_Entries_
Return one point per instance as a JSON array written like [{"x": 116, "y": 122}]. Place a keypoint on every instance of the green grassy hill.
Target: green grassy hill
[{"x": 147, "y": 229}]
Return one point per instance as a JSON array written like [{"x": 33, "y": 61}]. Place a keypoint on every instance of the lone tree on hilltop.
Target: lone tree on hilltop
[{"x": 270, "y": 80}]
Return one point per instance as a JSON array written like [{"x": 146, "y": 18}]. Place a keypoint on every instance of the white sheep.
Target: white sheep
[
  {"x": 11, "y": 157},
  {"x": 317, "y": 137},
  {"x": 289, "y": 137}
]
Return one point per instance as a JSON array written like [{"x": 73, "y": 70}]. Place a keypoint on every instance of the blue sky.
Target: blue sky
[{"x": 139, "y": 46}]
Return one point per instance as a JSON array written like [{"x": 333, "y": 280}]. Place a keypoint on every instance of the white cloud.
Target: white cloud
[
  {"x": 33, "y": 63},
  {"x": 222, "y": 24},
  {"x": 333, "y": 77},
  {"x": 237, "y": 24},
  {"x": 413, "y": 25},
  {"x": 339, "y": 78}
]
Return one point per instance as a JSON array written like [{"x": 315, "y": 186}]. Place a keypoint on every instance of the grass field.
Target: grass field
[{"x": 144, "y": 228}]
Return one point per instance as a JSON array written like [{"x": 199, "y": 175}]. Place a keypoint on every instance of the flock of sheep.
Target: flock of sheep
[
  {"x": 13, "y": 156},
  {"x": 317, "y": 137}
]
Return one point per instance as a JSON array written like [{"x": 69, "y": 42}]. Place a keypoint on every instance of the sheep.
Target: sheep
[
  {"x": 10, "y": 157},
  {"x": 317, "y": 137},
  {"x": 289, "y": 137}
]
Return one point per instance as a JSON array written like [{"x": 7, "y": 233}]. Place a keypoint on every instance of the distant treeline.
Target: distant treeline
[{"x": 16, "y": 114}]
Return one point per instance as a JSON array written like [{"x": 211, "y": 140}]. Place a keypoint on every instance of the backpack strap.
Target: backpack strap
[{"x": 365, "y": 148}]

_Work to be completed_
Retype every entry above, word for word.

_Task response_
Return one point per instance as a JSON array written like [{"x": 116, "y": 122}]. Place a keypoint on every instance of the green grassy hill.
Target: green grassy hill
[{"x": 147, "y": 229}]
Return one point per instance as a JSON array written like [{"x": 33, "y": 61}]. Place a keypoint on every instance of the lone tree on hilltop.
Target: lone tree on hilltop
[{"x": 270, "y": 80}]
Return one point per instance as a JSON array written like [{"x": 146, "y": 18}]. Place a keypoint on every instance of the white sheep.
Target: white sheep
[
  {"x": 11, "y": 157},
  {"x": 317, "y": 137},
  {"x": 289, "y": 137}
]
Return one point per instance as a JSON array written like [{"x": 73, "y": 70}]. Place a keypoint on every instance of the blue sky.
Target: blue sky
[{"x": 139, "y": 46}]
Return one point per instance as a JSON array written like [{"x": 333, "y": 280}]. Place a keypoint on every instance of the white cloud.
Target: white cloud
[
  {"x": 33, "y": 63},
  {"x": 222, "y": 24},
  {"x": 333, "y": 77},
  {"x": 237, "y": 24},
  {"x": 413, "y": 25},
  {"x": 339, "y": 78}
]
Return one point per instance as a JSON array written like [{"x": 315, "y": 186}]. Place a keypoint on every instance of the grass field.
Target: grass field
[{"x": 144, "y": 228}]
Return one point per instance as a JSON array written like [{"x": 199, "y": 175}]. Place a keypoint on every instance of the flock of sheep.
Target: flock of sheep
[
  {"x": 13, "y": 156},
  {"x": 317, "y": 137}
]
Return one point per instance as a JSON array written like [{"x": 69, "y": 42}]. Place a keypoint on every instance of the sheep.
Target: sheep
[
  {"x": 10, "y": 157},
  {"x": 317, "y": 137},
  {"x": 289, "y": 137}
]
Return one point per instance as a JSON array written like [{"x": 7, "y": 233}]. Place a keypoint on every instance of the distant treeline.
Target: distant treeline
[{"x": 16, "y": 114}]
Return one point per instance as a JSON array written like [{"x": 211, "y": 140}]. Place a keypoint on every instance of the backpack strap.
Target: backpack strap
[{"x": 365, "y": 148}]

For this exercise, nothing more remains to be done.